- AIM OF THE TASK
Report every line in the data below that contains the string "tail". Letter case matters.

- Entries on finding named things
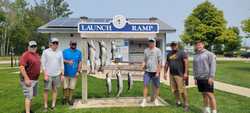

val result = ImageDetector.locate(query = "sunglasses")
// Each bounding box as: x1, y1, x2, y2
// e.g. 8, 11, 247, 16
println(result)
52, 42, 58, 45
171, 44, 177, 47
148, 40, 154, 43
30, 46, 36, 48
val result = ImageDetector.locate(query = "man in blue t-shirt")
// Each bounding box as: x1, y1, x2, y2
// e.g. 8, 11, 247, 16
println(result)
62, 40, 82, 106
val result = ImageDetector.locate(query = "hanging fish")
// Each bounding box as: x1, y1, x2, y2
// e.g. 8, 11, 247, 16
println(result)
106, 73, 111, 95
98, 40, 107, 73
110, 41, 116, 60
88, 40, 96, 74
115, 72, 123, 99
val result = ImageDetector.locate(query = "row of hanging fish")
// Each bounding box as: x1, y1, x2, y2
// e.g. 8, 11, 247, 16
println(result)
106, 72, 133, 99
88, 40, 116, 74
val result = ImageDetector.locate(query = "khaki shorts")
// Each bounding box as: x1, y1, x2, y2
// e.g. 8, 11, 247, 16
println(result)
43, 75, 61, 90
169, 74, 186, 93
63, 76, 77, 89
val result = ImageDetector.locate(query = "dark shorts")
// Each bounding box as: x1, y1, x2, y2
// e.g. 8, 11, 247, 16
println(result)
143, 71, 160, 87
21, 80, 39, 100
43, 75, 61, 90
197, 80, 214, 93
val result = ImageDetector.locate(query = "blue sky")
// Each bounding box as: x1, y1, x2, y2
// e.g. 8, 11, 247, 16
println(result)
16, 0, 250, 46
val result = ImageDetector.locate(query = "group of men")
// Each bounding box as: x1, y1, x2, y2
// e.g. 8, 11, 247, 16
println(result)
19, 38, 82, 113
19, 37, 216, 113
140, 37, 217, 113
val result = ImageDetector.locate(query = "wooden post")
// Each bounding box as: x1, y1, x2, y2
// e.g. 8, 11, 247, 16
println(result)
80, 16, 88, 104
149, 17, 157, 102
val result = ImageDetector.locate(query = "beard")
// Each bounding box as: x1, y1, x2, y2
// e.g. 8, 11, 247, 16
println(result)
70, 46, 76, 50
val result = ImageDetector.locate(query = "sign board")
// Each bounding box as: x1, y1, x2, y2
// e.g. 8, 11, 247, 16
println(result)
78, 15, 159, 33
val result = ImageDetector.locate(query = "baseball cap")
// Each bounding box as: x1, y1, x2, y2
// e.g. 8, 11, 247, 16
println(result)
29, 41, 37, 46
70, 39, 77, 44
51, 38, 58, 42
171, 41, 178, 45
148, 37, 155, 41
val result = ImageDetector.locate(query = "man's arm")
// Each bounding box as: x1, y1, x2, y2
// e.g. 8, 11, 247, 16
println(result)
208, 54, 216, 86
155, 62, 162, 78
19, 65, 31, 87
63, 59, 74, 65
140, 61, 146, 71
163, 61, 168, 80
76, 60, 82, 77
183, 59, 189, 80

* * *

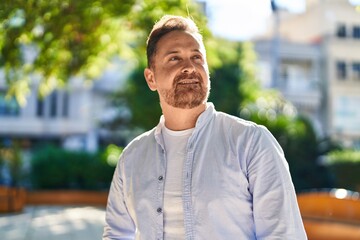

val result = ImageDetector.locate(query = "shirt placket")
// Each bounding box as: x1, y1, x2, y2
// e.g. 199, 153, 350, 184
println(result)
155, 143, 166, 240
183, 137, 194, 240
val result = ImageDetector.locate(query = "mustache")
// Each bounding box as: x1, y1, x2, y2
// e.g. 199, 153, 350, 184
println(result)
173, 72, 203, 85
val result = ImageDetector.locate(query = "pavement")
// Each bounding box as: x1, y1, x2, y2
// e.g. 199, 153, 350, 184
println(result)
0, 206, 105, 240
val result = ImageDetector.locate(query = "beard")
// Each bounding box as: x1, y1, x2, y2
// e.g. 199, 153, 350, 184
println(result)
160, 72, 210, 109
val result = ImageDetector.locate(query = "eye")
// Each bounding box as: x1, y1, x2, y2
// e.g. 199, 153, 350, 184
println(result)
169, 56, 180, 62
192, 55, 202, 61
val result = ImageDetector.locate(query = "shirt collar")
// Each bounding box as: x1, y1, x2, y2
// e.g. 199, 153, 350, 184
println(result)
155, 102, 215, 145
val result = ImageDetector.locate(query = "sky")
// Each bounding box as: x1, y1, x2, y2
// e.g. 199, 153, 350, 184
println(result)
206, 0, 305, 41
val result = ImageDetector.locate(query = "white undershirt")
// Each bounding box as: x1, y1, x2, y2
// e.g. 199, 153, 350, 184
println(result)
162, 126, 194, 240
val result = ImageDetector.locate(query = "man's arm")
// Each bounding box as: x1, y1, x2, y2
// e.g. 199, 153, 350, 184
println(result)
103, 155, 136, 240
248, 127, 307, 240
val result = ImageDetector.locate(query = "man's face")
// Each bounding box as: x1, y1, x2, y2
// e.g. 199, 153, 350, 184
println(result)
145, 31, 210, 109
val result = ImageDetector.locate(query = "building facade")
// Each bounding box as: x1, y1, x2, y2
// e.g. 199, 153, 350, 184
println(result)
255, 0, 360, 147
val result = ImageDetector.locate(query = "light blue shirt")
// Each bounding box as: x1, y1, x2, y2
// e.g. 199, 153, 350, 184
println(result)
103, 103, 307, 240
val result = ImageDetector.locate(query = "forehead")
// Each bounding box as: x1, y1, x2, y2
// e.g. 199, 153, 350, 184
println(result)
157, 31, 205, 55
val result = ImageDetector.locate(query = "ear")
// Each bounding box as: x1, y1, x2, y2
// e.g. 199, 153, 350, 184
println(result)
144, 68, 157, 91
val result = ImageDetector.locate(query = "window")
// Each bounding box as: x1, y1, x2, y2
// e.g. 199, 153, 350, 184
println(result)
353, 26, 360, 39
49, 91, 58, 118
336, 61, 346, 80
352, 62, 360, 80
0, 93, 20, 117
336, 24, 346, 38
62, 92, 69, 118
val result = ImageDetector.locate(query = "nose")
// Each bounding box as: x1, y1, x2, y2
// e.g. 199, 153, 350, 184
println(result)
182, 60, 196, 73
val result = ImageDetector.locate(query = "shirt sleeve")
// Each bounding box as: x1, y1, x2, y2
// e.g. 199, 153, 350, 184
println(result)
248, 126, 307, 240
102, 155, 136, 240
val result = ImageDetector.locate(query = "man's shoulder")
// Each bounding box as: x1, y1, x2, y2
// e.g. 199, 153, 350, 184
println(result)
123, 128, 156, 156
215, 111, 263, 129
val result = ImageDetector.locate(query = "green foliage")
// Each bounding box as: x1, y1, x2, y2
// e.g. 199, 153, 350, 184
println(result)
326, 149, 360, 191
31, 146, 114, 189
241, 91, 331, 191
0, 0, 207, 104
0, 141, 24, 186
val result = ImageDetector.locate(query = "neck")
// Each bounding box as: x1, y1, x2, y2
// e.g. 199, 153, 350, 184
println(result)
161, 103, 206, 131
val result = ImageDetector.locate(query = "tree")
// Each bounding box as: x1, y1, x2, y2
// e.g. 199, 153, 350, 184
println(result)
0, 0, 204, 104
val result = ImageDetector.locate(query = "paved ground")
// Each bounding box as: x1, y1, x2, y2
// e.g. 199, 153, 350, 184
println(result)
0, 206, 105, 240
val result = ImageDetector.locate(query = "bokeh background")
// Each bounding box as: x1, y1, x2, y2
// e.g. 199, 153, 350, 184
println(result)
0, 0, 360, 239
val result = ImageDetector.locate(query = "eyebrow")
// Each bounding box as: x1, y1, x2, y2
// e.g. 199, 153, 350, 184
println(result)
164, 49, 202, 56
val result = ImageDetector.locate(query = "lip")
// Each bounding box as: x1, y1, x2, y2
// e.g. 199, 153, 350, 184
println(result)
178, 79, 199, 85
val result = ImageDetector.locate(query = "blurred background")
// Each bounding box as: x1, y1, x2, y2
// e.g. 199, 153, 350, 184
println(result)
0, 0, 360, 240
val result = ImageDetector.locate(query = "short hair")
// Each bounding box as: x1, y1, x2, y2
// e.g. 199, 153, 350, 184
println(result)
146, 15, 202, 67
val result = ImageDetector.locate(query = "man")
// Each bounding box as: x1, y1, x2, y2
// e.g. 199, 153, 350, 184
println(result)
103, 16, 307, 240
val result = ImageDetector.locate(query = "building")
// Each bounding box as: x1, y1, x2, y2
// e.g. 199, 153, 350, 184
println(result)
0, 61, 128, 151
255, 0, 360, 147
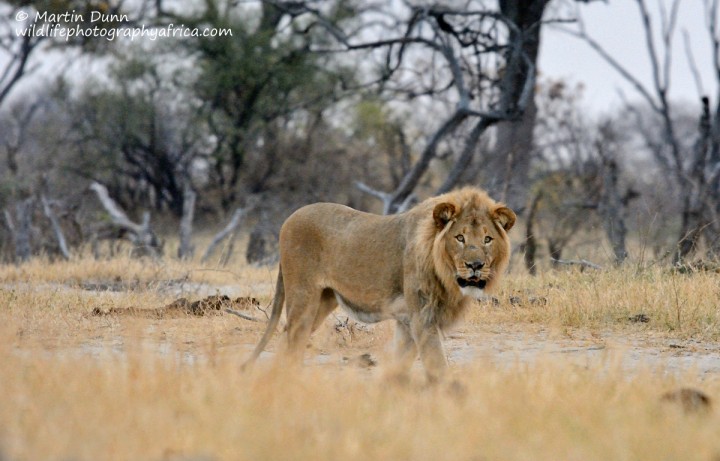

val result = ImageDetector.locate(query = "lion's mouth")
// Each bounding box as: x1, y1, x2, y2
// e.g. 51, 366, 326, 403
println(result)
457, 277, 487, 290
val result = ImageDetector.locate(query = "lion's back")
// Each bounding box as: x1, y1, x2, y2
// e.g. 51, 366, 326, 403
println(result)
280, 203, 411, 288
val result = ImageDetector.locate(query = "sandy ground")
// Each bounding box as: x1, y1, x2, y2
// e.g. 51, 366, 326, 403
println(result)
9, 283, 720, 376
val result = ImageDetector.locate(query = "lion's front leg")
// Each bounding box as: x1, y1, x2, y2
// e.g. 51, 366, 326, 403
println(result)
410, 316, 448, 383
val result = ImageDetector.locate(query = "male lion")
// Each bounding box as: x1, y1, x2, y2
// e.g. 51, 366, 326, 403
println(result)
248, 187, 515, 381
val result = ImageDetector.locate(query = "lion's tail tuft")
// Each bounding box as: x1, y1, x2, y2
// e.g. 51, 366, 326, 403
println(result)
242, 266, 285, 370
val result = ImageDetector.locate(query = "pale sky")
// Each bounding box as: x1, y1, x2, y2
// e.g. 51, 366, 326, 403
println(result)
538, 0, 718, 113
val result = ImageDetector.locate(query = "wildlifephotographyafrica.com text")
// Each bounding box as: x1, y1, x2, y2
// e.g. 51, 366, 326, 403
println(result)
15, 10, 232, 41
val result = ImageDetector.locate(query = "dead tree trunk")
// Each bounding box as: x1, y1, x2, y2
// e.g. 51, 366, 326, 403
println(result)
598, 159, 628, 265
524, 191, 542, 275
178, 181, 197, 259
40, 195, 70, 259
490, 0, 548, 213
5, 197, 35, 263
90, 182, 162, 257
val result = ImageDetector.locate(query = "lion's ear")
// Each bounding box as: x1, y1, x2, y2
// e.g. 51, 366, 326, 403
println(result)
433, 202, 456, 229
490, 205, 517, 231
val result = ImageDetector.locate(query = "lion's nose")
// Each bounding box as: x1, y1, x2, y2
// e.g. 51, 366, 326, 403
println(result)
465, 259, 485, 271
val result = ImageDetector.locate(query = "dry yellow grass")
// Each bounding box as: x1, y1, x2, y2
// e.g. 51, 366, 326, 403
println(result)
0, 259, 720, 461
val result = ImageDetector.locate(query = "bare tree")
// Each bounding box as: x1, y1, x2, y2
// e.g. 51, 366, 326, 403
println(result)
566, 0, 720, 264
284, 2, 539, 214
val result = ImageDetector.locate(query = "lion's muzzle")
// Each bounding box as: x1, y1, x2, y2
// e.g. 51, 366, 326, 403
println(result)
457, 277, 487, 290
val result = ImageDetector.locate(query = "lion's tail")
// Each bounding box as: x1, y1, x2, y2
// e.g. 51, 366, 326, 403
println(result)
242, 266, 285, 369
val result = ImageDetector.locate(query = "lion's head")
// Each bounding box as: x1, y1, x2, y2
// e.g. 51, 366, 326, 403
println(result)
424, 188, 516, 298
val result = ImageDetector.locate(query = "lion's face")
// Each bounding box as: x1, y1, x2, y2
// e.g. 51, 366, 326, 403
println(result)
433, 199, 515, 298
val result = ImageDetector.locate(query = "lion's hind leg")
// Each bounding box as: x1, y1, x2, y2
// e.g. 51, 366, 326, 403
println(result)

---

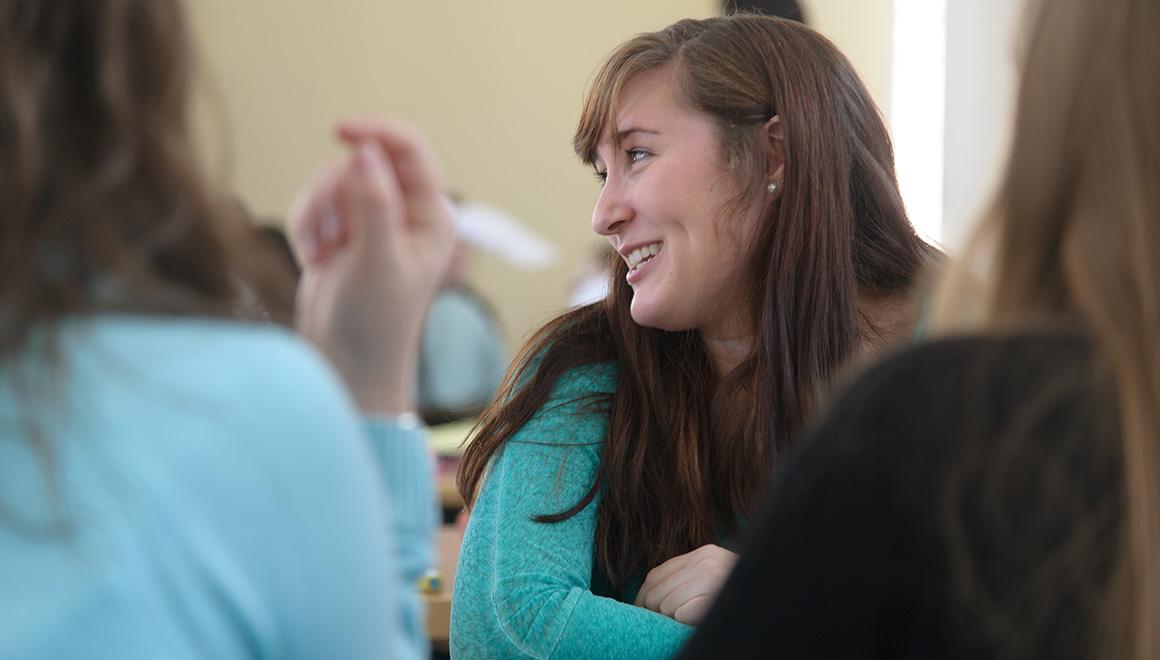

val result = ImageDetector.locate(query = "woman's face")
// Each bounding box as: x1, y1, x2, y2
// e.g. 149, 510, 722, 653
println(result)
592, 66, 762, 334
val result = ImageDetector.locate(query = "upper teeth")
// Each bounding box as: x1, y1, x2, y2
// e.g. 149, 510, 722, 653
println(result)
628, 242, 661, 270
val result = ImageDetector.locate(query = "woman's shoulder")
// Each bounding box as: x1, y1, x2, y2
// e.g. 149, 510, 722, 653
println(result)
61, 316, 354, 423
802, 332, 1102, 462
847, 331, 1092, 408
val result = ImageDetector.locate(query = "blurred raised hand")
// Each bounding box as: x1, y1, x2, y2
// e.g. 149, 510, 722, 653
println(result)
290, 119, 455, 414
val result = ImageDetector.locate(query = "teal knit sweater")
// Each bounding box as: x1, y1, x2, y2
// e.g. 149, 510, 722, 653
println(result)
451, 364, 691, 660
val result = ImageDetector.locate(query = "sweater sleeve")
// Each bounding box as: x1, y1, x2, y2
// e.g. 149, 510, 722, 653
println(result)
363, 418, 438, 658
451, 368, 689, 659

- OUTPUT FOR THIS EXERCISE
val result = ImageDetector.locate(query = "lion's tail tuft")
val result = ImageDetector.locate(query = "lion's tail")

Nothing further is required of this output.